#### [Work to do]
Using the entries below, return word for word the lines from the one containing "Please annotate the metal" up to and including the last.

#### [Given data]
-----

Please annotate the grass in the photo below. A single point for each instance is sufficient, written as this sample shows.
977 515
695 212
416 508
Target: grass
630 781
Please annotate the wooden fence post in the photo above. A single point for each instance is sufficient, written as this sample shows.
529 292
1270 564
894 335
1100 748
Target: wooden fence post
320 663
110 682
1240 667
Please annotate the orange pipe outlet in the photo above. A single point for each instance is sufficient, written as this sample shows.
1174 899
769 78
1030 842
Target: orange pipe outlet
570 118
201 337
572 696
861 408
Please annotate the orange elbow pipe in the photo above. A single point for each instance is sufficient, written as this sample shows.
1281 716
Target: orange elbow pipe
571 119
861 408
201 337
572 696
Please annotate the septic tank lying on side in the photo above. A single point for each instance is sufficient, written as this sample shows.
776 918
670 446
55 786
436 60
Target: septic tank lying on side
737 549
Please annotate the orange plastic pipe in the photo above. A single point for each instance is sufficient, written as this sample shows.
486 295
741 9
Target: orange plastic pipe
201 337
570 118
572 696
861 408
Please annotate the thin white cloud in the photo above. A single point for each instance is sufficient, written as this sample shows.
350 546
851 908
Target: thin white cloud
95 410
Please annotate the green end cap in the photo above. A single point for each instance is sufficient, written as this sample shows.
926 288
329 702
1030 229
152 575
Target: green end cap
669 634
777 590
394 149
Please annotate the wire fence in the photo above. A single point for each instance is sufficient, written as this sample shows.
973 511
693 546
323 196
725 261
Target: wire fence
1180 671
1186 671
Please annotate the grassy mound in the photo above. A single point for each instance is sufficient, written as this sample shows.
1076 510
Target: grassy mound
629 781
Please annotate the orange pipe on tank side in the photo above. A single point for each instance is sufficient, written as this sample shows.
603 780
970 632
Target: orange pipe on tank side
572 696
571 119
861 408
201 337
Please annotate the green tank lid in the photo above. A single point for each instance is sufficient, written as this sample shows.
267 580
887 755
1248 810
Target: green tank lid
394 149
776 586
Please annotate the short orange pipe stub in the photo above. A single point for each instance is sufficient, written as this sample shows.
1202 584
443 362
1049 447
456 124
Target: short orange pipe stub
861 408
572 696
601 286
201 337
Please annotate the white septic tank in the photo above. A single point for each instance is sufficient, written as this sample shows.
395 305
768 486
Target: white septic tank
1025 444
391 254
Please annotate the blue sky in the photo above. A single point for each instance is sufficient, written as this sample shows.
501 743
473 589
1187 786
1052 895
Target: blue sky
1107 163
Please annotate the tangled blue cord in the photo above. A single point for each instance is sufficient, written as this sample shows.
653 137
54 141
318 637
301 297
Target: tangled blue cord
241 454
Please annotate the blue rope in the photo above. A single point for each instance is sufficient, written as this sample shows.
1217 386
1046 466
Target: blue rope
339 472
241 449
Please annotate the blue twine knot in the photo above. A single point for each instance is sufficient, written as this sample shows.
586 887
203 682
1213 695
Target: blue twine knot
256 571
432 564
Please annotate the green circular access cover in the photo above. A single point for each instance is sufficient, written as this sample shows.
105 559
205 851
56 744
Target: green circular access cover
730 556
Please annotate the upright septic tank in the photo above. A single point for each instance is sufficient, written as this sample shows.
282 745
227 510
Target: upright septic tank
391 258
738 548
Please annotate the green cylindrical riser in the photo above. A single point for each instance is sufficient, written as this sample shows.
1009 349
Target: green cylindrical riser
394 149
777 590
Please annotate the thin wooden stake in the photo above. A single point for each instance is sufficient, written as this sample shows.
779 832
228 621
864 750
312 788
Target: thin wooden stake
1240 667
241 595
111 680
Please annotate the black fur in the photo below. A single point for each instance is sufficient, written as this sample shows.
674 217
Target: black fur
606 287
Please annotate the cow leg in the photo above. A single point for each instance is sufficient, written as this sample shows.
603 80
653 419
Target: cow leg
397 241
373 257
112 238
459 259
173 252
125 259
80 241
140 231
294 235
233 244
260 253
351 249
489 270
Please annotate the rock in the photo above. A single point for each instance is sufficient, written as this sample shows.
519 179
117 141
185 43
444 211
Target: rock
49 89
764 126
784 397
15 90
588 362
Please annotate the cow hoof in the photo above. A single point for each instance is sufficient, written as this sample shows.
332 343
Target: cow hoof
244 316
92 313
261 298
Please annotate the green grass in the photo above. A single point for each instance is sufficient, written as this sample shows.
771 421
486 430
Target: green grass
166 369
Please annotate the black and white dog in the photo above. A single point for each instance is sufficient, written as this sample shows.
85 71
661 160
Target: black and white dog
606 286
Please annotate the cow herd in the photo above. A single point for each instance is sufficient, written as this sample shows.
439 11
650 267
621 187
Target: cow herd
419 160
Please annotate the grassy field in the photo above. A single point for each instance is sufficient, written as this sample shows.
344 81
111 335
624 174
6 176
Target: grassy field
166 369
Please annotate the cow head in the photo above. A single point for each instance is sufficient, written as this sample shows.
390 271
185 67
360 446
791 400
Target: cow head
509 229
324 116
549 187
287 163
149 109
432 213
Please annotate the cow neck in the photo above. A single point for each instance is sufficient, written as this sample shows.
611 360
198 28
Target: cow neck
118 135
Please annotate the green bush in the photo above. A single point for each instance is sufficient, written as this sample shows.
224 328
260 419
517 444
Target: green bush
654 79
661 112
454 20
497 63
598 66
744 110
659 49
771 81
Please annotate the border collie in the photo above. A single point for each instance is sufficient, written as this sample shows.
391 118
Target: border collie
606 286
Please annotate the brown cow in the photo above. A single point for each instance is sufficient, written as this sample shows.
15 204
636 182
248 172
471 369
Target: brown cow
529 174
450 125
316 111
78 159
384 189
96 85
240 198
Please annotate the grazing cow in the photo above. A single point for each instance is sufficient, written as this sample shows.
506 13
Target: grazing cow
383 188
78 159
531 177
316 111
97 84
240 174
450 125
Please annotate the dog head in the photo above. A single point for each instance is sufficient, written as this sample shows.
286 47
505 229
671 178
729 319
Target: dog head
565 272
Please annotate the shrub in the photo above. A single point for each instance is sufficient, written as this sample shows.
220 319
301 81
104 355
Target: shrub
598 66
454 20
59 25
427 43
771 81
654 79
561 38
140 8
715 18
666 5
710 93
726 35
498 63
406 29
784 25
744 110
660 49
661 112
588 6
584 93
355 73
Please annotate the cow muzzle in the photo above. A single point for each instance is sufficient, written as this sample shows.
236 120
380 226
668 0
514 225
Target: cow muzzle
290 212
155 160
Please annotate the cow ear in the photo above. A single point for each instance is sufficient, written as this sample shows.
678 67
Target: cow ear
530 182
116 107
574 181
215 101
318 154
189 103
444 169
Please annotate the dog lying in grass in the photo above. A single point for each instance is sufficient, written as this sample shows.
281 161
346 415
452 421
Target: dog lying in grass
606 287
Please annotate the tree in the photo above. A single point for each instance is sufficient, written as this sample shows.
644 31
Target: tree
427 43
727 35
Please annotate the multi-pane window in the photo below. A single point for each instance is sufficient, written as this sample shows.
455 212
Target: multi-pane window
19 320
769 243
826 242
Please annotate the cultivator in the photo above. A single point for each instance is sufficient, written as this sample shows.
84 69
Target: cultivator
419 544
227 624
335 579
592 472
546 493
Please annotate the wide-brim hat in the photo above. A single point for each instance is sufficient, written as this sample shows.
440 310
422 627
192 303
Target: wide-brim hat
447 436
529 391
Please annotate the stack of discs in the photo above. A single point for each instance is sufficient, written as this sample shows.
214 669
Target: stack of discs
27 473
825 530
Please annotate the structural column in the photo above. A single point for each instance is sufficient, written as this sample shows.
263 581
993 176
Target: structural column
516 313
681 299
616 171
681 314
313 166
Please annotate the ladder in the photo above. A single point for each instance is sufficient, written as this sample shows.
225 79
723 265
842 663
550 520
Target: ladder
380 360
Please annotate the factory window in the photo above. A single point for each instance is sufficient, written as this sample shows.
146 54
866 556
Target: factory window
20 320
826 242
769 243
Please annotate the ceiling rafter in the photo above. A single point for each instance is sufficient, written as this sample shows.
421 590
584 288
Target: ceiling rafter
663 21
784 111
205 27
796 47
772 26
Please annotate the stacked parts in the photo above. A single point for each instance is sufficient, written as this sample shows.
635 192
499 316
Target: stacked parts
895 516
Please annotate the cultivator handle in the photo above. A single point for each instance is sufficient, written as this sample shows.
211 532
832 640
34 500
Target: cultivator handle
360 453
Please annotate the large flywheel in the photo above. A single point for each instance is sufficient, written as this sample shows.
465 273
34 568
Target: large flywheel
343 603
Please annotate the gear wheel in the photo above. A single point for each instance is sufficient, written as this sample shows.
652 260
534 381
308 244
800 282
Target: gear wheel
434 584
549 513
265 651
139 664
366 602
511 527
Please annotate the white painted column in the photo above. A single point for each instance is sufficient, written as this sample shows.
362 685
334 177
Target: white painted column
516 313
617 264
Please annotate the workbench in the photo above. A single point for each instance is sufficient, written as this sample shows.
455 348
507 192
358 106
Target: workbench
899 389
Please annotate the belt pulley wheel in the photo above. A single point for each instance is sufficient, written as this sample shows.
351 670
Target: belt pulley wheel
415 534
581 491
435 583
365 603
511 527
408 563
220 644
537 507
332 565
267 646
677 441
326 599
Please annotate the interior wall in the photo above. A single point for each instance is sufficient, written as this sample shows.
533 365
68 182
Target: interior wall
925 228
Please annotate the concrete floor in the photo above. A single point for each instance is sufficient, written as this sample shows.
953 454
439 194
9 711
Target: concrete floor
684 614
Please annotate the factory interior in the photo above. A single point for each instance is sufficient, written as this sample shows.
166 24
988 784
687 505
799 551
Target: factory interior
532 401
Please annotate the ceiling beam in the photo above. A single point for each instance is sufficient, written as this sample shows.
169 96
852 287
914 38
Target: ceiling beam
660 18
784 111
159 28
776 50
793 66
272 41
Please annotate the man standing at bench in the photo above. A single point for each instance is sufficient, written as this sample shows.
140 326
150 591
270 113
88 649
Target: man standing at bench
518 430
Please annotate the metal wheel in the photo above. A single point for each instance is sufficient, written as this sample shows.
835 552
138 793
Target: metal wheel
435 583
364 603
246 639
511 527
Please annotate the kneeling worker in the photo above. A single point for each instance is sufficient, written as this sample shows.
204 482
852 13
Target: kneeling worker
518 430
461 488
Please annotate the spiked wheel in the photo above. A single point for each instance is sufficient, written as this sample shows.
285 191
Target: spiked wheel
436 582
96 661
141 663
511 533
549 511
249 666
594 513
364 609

-----

#### [Solution to this problem]
Please annotate the metal wheel in the photo above. A single point for each instance is sufficient, written as this sample shows.
835 552
138 793
Target: metal wheel
435 583
364 603
246 639
511 527
Please annotate the kneeling worker in the photo above. A single point for each instance is sufficient, written as this sample shows.
204 482
852 13
Target: kneeling worker
518 430
461 488
Please annotate the spiked wheel in the photo above. A single point for each instance is sufficient, written as this sample shows.
285 191
Target: spiked wheel
436 582
96 661
141 663
511 533
549 511
249 666
594 513
364 609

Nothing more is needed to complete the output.